(Records contained in a dataset)
++++
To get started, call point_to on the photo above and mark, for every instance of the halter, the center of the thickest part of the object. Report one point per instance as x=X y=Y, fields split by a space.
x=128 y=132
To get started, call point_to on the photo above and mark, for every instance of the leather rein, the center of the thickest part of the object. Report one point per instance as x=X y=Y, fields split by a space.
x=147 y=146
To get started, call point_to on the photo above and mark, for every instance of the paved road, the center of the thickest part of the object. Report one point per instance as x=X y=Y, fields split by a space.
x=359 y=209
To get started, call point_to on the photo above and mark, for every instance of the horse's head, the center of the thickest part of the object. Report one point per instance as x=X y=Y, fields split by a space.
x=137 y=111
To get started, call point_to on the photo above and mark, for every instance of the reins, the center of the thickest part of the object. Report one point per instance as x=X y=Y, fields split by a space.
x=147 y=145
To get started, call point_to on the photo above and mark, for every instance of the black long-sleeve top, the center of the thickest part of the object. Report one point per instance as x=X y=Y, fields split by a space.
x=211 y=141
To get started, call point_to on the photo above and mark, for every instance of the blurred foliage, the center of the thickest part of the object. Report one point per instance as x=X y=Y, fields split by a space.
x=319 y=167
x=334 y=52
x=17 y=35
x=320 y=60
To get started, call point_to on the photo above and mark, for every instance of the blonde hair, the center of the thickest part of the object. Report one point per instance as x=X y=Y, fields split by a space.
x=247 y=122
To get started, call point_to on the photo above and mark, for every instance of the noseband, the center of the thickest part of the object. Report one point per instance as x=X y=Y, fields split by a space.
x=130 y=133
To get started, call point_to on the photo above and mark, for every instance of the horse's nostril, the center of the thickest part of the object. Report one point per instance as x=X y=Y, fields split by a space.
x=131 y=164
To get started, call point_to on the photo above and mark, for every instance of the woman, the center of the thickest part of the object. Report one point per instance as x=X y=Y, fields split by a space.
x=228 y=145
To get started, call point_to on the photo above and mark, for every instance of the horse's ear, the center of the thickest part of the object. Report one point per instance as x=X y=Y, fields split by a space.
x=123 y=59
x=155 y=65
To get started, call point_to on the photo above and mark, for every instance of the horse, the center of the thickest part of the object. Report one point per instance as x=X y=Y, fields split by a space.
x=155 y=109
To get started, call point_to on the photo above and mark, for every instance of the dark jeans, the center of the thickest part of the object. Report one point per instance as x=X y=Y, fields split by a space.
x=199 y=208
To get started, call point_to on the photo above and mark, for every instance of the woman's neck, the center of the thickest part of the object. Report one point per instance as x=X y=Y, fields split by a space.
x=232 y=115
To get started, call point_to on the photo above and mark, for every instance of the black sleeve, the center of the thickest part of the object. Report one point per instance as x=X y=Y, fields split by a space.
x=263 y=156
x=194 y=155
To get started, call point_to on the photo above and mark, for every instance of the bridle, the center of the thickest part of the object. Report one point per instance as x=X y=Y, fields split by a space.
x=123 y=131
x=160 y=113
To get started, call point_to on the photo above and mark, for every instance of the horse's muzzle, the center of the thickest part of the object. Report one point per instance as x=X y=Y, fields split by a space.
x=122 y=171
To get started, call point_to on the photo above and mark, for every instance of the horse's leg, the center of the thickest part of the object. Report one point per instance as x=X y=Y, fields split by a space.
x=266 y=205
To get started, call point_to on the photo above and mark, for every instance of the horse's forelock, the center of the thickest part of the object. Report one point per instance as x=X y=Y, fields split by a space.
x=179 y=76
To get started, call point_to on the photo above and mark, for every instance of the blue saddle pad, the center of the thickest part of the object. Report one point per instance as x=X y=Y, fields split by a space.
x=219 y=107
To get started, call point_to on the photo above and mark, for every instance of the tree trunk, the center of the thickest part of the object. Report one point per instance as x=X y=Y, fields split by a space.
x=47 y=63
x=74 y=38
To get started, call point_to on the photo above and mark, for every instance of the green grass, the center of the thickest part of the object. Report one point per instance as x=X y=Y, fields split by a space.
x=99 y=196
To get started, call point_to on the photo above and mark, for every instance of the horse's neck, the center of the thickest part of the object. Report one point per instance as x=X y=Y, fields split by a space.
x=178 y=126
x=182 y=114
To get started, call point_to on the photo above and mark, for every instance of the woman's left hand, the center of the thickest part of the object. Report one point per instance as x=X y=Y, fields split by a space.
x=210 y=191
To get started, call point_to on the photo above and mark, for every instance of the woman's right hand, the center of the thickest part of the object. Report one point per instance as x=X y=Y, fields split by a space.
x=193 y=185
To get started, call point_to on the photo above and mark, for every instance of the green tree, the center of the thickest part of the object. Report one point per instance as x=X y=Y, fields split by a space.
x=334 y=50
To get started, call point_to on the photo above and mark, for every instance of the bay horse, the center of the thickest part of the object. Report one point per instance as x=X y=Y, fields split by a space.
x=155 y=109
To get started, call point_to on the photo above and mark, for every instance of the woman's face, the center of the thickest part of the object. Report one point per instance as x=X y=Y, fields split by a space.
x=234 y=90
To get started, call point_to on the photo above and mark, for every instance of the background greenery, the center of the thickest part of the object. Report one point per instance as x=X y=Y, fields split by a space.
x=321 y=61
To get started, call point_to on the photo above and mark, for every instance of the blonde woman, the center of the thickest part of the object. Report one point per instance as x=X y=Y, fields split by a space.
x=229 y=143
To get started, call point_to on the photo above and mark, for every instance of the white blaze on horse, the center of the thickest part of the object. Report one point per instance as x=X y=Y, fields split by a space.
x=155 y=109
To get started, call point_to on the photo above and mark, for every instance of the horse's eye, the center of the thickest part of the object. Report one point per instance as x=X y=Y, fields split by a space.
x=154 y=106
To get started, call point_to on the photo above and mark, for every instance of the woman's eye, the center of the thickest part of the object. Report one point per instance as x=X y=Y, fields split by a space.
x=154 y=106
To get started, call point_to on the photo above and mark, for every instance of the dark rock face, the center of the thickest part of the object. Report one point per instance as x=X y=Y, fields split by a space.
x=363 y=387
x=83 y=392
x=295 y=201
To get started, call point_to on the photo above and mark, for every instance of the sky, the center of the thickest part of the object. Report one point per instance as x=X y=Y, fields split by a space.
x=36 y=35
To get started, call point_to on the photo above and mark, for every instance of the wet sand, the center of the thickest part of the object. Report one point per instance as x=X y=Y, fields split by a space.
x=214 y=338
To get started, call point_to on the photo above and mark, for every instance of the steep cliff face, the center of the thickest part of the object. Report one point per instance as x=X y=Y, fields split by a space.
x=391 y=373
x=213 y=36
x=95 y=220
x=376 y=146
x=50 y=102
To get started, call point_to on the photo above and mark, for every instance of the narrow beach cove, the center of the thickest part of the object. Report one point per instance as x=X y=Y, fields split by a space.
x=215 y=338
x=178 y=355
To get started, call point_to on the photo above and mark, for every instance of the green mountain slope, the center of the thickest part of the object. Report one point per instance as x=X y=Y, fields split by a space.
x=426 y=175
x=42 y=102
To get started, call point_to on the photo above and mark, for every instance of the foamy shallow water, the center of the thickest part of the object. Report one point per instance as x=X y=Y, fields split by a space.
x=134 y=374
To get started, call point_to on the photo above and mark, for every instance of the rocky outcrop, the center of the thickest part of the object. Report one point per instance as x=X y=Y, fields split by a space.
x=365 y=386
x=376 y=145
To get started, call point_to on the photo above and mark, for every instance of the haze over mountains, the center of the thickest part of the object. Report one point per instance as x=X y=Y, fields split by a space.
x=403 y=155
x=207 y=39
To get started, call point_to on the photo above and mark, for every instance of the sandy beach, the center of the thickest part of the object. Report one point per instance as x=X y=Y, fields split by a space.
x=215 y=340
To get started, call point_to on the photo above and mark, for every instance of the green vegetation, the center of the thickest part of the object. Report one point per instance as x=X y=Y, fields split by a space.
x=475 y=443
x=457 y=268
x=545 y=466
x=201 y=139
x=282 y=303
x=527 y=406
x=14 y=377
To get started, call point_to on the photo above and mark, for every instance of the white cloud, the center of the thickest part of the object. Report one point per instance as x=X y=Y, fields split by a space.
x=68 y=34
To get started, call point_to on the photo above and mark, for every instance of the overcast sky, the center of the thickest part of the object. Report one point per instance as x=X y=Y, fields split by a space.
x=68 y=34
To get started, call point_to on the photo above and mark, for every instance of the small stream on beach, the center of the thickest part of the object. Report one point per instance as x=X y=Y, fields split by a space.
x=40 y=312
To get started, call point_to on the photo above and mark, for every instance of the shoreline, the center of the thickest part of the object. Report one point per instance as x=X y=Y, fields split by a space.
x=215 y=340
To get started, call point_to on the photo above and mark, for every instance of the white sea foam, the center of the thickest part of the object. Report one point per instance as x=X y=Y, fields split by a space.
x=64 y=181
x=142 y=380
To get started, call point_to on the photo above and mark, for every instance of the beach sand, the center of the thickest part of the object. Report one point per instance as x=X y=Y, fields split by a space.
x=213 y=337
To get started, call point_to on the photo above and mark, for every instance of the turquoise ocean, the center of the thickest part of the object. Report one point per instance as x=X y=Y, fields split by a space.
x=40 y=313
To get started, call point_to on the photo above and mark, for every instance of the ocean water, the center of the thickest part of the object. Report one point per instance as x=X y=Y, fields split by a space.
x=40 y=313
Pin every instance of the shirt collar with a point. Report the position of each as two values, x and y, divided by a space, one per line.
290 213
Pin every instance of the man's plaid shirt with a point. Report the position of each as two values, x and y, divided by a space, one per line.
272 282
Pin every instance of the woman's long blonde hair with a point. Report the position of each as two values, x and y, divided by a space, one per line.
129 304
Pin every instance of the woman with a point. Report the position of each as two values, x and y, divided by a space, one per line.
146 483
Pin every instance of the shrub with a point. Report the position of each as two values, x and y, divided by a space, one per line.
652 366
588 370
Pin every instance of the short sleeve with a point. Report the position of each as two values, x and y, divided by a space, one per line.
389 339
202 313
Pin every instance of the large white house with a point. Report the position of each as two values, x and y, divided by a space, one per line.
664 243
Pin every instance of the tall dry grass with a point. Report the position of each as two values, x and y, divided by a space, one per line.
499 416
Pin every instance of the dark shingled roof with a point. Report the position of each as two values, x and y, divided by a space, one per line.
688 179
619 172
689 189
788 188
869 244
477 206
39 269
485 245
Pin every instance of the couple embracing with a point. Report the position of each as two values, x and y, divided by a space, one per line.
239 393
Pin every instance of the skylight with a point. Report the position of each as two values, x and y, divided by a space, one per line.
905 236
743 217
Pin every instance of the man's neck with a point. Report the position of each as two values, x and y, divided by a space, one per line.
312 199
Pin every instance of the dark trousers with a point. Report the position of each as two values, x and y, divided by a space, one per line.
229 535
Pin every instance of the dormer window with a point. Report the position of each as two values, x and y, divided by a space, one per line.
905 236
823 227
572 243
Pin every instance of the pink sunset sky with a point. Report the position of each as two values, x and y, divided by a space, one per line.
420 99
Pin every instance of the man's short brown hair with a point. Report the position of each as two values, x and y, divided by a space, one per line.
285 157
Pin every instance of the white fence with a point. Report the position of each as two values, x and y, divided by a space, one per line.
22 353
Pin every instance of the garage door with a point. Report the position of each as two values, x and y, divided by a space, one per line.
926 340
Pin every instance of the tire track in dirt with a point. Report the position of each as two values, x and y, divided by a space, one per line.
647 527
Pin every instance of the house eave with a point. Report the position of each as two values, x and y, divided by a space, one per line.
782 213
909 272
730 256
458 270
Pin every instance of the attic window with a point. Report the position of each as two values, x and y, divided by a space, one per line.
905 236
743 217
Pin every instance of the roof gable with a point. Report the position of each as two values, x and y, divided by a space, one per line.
++++
## [Exercise brief]
The lines from the one containing "Pin every instance of the man's short" through the final line of the entries above are to be printed exactly, with nothing added.

## [Written response]
Pin every instance of the man's short brown hair with a point. Report the position of each as two values, x and y, divided by a space, one per line.
285 157
Pin every instance of the white fence with a point. Report the position of each as two values, x and y, divided by a space, one per line.
22 353
Pin every instance of the garage door with a point. Report the position of each as two values, x and y, divided by a space, one per line.
926 340
Pin every instance of the tire track in dirt with a point. Report the position of each as two values, x and y, divided by a space, one per line.
647 527
Pin every instance of the house eave with a point. Report the position of each as two values, x and y, divided by a space, one per line.
782 213
909 272
730 256
458 270
Pin every instance of the attic window with a point. Report the position of each as two values, x and y, divided by a space, one per line.
905 236
743 217
Pin every instance of the roof gable with a point. Report the position of each as two values, x and y, divided by a space, one per line.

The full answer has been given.